| Your instructions |
Rewrite every line of the entries below as a Markdown table with the columns Row and Line, numbering the rows in order, skipping blank lines, and leaving the pictures out.

| Data to process |
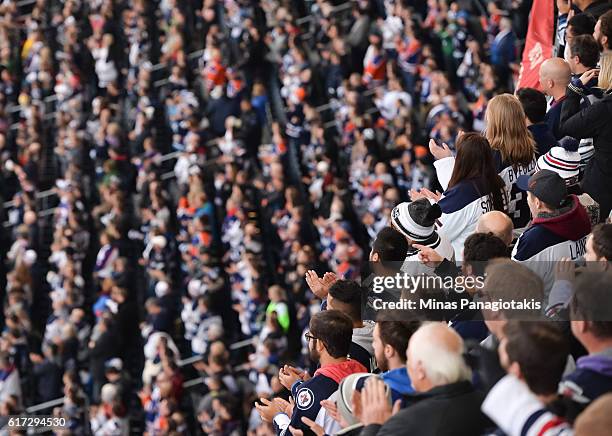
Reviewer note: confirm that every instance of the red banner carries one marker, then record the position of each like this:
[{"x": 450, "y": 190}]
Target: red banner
[{"x": 539, "y": 43}]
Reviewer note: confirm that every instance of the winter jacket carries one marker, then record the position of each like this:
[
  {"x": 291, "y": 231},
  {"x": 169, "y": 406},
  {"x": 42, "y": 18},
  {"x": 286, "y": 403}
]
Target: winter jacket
[
  {"x": 553, "y": 236},
  {"x": 448, "y": 410}
]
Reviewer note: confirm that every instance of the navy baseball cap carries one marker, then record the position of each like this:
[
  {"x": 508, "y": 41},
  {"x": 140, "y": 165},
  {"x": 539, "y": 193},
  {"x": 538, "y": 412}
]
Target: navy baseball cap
[{"x": 546, "y": 185}]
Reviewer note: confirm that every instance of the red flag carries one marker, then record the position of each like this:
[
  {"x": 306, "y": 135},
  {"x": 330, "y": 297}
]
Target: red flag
[{"x": 539, "y": 43}]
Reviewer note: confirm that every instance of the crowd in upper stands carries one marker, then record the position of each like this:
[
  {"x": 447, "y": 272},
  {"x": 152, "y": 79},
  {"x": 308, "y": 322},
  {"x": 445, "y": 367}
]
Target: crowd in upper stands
[{"x": 196, "y": 194}]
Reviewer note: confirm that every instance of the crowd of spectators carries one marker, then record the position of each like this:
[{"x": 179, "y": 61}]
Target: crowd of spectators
[{"x": 192, "y": 191}]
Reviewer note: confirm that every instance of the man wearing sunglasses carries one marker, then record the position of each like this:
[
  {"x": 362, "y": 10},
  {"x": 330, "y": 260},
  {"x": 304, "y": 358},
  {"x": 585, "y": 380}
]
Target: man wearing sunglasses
[{"x": 329, "y": 341}]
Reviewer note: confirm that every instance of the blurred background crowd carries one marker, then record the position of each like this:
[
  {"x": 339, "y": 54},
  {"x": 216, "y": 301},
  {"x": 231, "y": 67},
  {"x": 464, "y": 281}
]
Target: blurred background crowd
[{"x": 177, "y": 176}]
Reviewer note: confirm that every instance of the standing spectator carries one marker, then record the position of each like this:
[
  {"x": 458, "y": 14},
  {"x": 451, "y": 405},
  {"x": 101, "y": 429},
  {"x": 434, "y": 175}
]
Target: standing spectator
[
  {"x": 534, "y": 105},
  {"x": 574, "y": 122},
  {"x": 474, "y": 187},
  {"x": 555, "y": 75}
]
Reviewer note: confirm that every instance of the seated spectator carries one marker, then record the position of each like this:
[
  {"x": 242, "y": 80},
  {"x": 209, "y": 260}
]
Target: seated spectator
[
  {"x": 345, "y": 296},
  {"x": 590, "y": 315},
  {"x": 328, "y": 344},
  {"x": 390, "y": 341},
  {"x": 559, "y": 228},
  {"x": 445, "y": 401},
  {"x": 474, "y": 188}
]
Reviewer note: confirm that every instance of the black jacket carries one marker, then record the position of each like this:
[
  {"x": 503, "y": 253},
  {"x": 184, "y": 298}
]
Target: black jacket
[
  {"x": 592, "y": 121},
  {"x": 450, "y": 410}
]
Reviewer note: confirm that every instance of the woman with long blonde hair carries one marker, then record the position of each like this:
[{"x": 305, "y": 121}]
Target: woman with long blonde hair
[
  {"x": 507, "y": 132},
  {"x": 593, "y": 121},
  {"x": 514, "y": 153}
]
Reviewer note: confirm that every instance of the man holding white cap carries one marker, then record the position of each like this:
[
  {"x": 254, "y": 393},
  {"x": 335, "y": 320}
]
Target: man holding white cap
[
  {"x": 416, "y": 220},
  {"x": 565, "y": 161}
]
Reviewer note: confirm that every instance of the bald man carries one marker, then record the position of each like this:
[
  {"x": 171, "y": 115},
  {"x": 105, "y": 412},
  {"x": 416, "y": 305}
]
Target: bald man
[
  {"x": 497, "y": 223},
  {"x": 555, "y": 75},
  {"x": 440, "y": 376}
]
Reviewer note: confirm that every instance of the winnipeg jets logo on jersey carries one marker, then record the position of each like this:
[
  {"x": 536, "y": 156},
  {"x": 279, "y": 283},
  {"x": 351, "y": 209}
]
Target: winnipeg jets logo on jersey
[{"x": 305, "y": 399}]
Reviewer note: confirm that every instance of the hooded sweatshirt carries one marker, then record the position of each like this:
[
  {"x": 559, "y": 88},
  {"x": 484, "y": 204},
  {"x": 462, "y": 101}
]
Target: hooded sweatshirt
[
  {"x": 309, "y": 394},
  {"x": 552, "y": 236}
]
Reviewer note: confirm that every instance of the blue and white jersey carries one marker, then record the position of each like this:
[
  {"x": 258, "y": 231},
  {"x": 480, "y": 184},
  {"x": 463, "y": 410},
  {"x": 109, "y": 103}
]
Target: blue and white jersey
[
  {"x": 462, "y": 206},
  {"x": 517, "y": 207}
]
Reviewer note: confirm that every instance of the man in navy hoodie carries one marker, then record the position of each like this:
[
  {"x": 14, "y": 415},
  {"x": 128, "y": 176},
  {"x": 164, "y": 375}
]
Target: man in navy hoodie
[
  {"x": 559, "y": 227},
  {"x": 391, "y": 336}
]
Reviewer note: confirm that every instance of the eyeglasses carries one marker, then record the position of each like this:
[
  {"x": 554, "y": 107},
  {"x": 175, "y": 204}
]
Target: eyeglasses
[{"x": 308, "y": 337}]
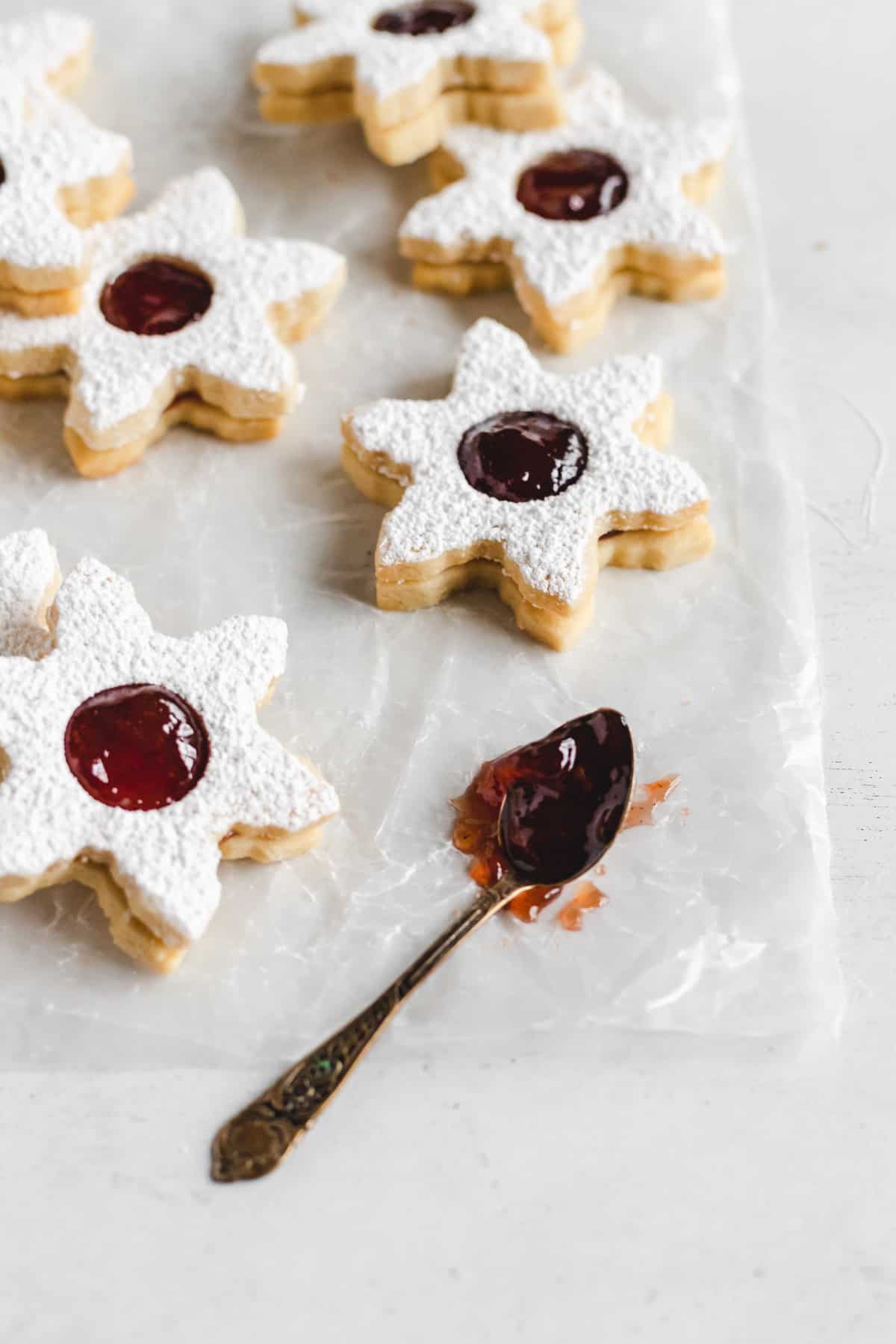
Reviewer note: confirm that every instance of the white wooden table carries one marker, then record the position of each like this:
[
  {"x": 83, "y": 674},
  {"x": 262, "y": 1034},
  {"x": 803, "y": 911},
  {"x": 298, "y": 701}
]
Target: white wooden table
[{"x": 673, "y": 1192}]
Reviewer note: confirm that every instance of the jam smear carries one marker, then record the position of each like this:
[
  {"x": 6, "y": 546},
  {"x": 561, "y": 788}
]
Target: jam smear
[
  {"x": 420, "y": 20},
  {"x": 156, "y": 297},
  {"x": 523, "y": 456},
  {"x": 573, "y": 184},
  {"x": 139, "y": 747},
  {"x": 586, "y": 898},
  {"x": 647, "y": 799}
]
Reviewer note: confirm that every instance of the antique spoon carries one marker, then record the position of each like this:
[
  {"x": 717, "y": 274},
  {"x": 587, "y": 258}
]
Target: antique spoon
[{"x": 546, "y": 839}]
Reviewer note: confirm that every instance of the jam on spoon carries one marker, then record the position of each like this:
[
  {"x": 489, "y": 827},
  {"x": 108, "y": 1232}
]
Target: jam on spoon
[{"x": 561, "y": 806}]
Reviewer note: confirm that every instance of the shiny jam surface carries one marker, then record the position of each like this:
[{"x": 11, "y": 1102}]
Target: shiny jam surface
[
  {"x": 139, "y": 747},
  {"x": 523, "y": 456},
  {"x": 418, "y": 20},
  {"x": 573, "y": 184},
  {"x": 476, "y": 833},
  {"x": 156, "y": 297}
]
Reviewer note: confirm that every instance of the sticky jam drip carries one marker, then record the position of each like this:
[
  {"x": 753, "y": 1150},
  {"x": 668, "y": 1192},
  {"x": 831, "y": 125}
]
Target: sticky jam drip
[
  {"x": 476, "y": 831},
  {"x": 420, "y": 20},
  {"x": 573, "y": 184},
  {"x": 156, "y": 297},
  {"x": 523, "y": 456},
  {"x": 137, "y": 747}
]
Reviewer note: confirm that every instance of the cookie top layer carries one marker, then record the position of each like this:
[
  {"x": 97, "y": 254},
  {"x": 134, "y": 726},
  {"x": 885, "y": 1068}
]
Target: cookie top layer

| Reply to the task |
| Row | Line |
|---|---|
| 1 | Reviewer note: confirm that every instance of the red banner carries one marker, then record the position of each like this: |
| 2 | [{"x": 450, "y": 190}] |
| 3 | Target: red banner |
| 4 | [{"x": 539, "y": 43}] |
| 5 | Reviewer note: confirm that every instance of the winter jacket carries one marker, then record the position of each like this: |
| 6 | [ |
| 7 |   {"x": 291, "y": 231}, |
| 8 |   {"x": 169, "y": 406}, |
| 9 |   {"x": 42, "y": 18}, |
| 10 |   {"x": 286, "y": 403} |
| 11 | ] |
| 12 | Target: winter jacket |
| 13 | [ |
| 14 |   {"x": 553, "y": 236}, |
| 15 |   {"x": 448, "y": 410} |
| 16 | ] |
| 17 | Reviewer note: confirm that every instance of the navy baseball cap carries one marker, then record the position of each like this: |
| 18 | [ |
| 19 |   {"x": 508, "y": 41}, |
| 20 |   {"x": 140, "y": 165}, |
| 21 |   {"x": 539, "y": 193}, |
| 22 |   {"x": 538, "y": 412} |
| 23 | ] |
| 24 | Target: navy baseball cap |
| 25 | [{"x": 546, "y": 185}] |
| 26 | Reviewer note: confirm that every instance of the red flag carries one marker, then record the position of each like this: |
| 27 | [ |
| 28 |   {"x": 306, "y": 135}, |
| 29 |   {"x": 330, "y": 297} |
| 30 | ] |
| 31 | Target: red flag |
| 32 | [{"x": 539, "y": 43}] |
| 33 | Reviewer note: confirm that every instance of the crowd in upper stands carries one marker, then record the position of each like this: |
| 34 | [ |
| 35 |   {"x": 447, "y": 272}, |
| 36 |   {"x": 152, "y": 79}, |
| 37 |   {"x": 308, "y": 322}, |
| 38 |   {"x": 445, "y": 367} |
| 39 | ] |
| 40 | Target: crowd in upper stands |
| 41 | [{"x": 196, "y": 194}] |
| 42 | Reviewer note: confirm that every instance of the crowd of spectators carries one marker, then record the position of each like this: |
| 43 | [{"x": 179, "y": 61}] |
| 44 | Target: crowd of spectators |
| 45 | [{"x": 192, "y": 191}] |
| 46 | Reviewer note: confirm that every instance of the man wearing sunglasses carries one marker, then record the position of each like this: |
| 47 | [ |
| 48 |   {"x": 362, "y": 10}, |
| 49 |   {"x": 330, "y": 260}, |
| 50 |   {"x": 304, "y": 358}, |
| 51 |   {"x": 585, "y": 380} |
| 52 | ] |
| 53 | Target: man wearing sunglasses |
| 54 | [{"x": 329, "y": 341}] |
| 55 | Reviewer note: confirm that every instance of the blurred background crowd carries one marker, then record the position of each like this: |
| 56 | [ |
| 57 |   {"x": 339, "y": 54}, |
| 58 |   {"x": 216, "y": 301}, |
| 59 |   {"x": 231, "y": 67}, |
| 60 |   {"x": 464, "y": 281} |
| 61 | ] |
| 62 | Target: blurred background crowd |
| 63 | [{"x": 177, "y": 176}] |
| 64 | Reviewer note: confirm that every instance of the standing spectator carries one marker, then record the position of each like this: |
| 65 | [ |
| 66 |   {"x": 458, "y": 14}, |
| 67 |   {"x": 451, "y": 405}, |
| 68 |   {"x": 101, "y": 429}, |
| 69 |   {"x": 434, "y": 175} |
| 70 | ] |
| 71 | Target: standing spectator |
| 72 | [ |
| 73 |   {"x": 534, "y": 105}, |
| 74 |   {"x": 574, "y": 122}, |
| 75 |   {"x": 474, "y": 187}, |
| 76 |   {"x": 555, "y": 75} |
| 77 | ] |
| 78 | Reviewer note: confirm that every instance of the seated spectator carries one marker, then record the position of each like this: |
| 79 | [ |
| 80 |   {"x": 242, "y": 80}, |
| 81 |   {"x": 209, "y": 260} |
| 82 | ] |
| 83 | Target: seated spectator |
| 84 | [ |
| 85 |   {"x": 345, "y": 296}, |
| 86 |   {"x": 590, "y": 315}, |
| 87 |   {"x": 328, "y": 344}, |
| 88 |   {"x": 390, "y": 341}, |
| 89 |   {"x": 559, "y": 228}, |
| 90 |   {"x": 445, "y": 401}, |
| 91 |   {"x": 474, "y": 188} |
| 92 | ] |
| 93 | Reviewer note: confirm that every instance of the black jacket carries one marker, then record the position of each like this: |
| 94 | [ |
| 95 |   {"x": 503, "y": 253}, |
| 96 |   {"x": 184, "y": 298} |
| 97 | ] |
| 98 | Target: black jacket |
| 99 | [ |
| 100 |   {"x": 592, "y": 121}, |
| 101 |   {"x": 450, "y": 410} |
| 102 | ] |
| 103 | Reviewer note: confirm that every instance of the woman with long blonde hair carries one marker, then record the position of each like this: |
| 104 | [{"x": 305, "y": 121}] |
| 105 | Target: woman with long blonde hair |
| 106 | [ |
| 107 |   {"x": 507, "y": 132}, |
| 108 |   {"x": 593, "y": 121}, |
| 109 |   {"x": 514, "y": 153} |
| 110 | ] |
| 111 | Reviewer note: confirm that every instance of the man holding white cap carries one marker, then record the position of each like this: |
| 112 | [ |
| 113 |   {"x": 254, "y": 393}, |
| 114 |   {"x": 335, "y": 320} |
| 115 | ] |
| 116 | Target: man holding white cap |
| 117 | [ |
| 118 |   {"x": 416, "y": 220}, |
| 119 |   {"x": 565, "y": 161} |
| 120 | ] |
| 121 | Reviewer note: confirm that every instance of the bald man carries one marker, then record the position of each like this: |
| 122 | [ |
| 123 |   {"x": 171, "y": 115}, |
| 124 |   {"x": 105, "y": 412}, |
| 125 |   {"x": 416, "y": 305} |
| 126 | ] |
| 127 | Target: bald man |
| 128 | [ |
| 129 |   {"x": 497, "y": 223}, |
| 130 |   {"x": 555, "y": 75}, |
| 131 |   {"x": 440, "y": 376} |
| 132 | ] |
| 133 | Reviewer note: confirm that every instance of the winnipeg jets logo on jersey carries one marker, then record the position of each like this: |
| 134 | [ |
| 135 |   {"x": 536, "y": 156}, |
| 136 |   {"x": 279, "y": 283}, |
| 137 |   {"x": 351, "y": 209} |
| 138 | ] |
| 139 | Target: winnipeg jets logo on jersey |
| 140 | [{"x": 305, "y": 399}] |
| 141 | Reviewer note: confirm that every instance of the hooded sweatshirt carries one marker, then record the position of each like this: |
| 142 | [ |
| 143 |   {"x": 559, "y": 88}, |
| 144 |   {"x": 484, "y": 204}, |
| 145 |   {"x": 462, "y": 101} |
| 146 | ] |
| 147 | Target: hooded sweatshirt |
| 148 | [ |
| 149 |   {"x": 309, "y": 394}, |
| 150 |   {"x": 552, "y": 236} |
| 151 | ] |
| 152 | Reviewer note: confirm that every instance of the blue and white jersey carries one marker, then record the position of each like this: |
| 153 | [ |
| 154 |   {"x": 258, "y": 231}, |
| 155 |   {"x": 480, "y": 184}, |
| 156 |   {"x": 463, "y": 410}, |
| 157 |   {"x": 109, "y": 103} |
| 158 | ] |
| 159 | Target: blue and white jersey |
| 160 | [ |
| 161 |   {"x": 462, "y": 206}, |
| 162 |   {"x": 517, "y": 207} |
| 163 | ] |
| 164 | Reviewer note: confirm that every instance of the man in navy hoodie carries one marker, then record the position of each like this: |
| 165 | [ |
| 166 |   {"x": 14, "y": 415}, |
| 167 |   {"x": 128, "y": 176}, |
| 168 |   {"x": 164, "y": 375} |
| 169 | ] |
| 170 | Target: man in navy hoodie |
| 171 | [ |
| 172 |   {"x": 559, "y": 227}, |
| 173 |   {"x": 391, "y": 336} |
| 174 | ] |
| 175 | Reviewer note: confirm that every instance of the eyeglasses carries one marker, then record the position of each like this: |
| 176 | [ |
| 177 |   {"x": 554, "y": 107}, |
| 178 |   {"x": 175, "y": 204} |
| 179 | ] |
| 180 | Target: eyeglasses |
| 181 | [{"x": 308, "y": 337}] |
| 182 | Reviewer note: confirm that every instance of the white wooden table carries one marker, then record the position of each like this: |
| 183 | [ |
| 184 |   {"x": 83, "y": 674}, |
| 185 |   {"x": 262, "y": 1034}, |
| 186 |   {"x": 803, "y": 911}, |
| 187 |   {"x": 298, "y": 701} |
| 188 | ] |
| 189 | Target: white wooden table |
| 190 | [{"x": 673, "y": 1192}] |
| 191 | Reviewer note: confirm that every instance of the jam smear carries one marker, then record the position of each like this: |
| 192 | [ |
| 193 |   {"x": 6, "y": 546}, |
| 194 |   {"x": 561, "y": 788} |
| 195 | ] |
| 196 | Target: jam smear |
| 197 | [ |
| 198 |   {"x": 420, "y": 20}, |
| 199 |   {"x": 156, "y": 297}, |
| 200 |   {"x": 523, "y": 456}, |
| 201 |   {"x": 573, "y": 184}, |
| 202 |   {"x": 139, "y": 747}, |
| 203 |   {"x": 586, "y": 898}, |
| 204 |   {"x": 647, "y": 799} |
| 205 | ] |
| 206 | Reviewer note: confirm that every instance of the antique spoon carries one marker, then record the position of each like this: |
| 207 | [ |
| 208 |   {"x": 717, "y": 274}, |
| 209 |   {"x": 587, "y": 258} |
| 210 | ] |
| 211 | Target: antique spoon |
| 212 | [{"x": 546, "y": 839}] |
| 213 | Reviewer note: confirm that every instance of the jam on spoon carries one marker, then record the position of each like this: |
| 214 | [ |
| 215 |   {"x": 489, "y": 827}, |
| 216 |   {"x": 108, "y": 1232} |
| 217 | ] |
| 218 | Target: jam on spoon |
| 219 | [{"x": 561, "y": 806}] |
| 220 | Reviewer note: confirm that every instance of the shiny jam surface carries one marker, then record the position of each like this: |
| 221 | [{"x": 11, "y": 1102}] |
| 222 | Target: shiny jam surface |
| 223 | [ |
| 224 |   {"x": 139, "y": 747}, |
| 225 |   {"x": 523, "y": 456}, |
| 226 |   {"x": 418, "y": 20}, |
| 227 |   {"x": 573, "y": 184}, |
| 228 |   {"x": 476, "y": 833}, |
| 229 |   {"x": 156, "y": 297} |
| 230 | ] |
| 231 | Reviewer note: confirm that every instance of the sticky jam drip carries one marker, then record the position of each like this: |
| 232 | [ |
| 233 |   {"x": 753, "y": 1150}, |
| 234 |   {"x": 668, "y": 1192}, |
| 235 |   {"x": 831, "y": 125} |
| 236 | ] |
| 237 | Target: sticky jam drip |
| 238 | [ |
| 239 |   {"x": 476, "y": 831}, |
| 240 |   {"x": 420, "y": 20}, |
| 241 |   {"x": 573, "y": 184}, |
| 242 |   {"x": 156, "y": 297}, |
| 243 |   {"x": 523, "y": 456}, |
| 244 |   {"x": 137, "y": 747} |
| 245 | ] |
| 246 | Reviewer note: confirm that every instance of the cookie top layer carries one marker, then record the position of each like this: |
| 247 | [ |
| 248 |   {"x": 97, "y": 254}, |
| 249 |   {"x": 134, "y": 726}, |
| 250 |   {"x": 885, "y": 1068} |
| 251 | ] |
| 252 | Target: cookie top layer |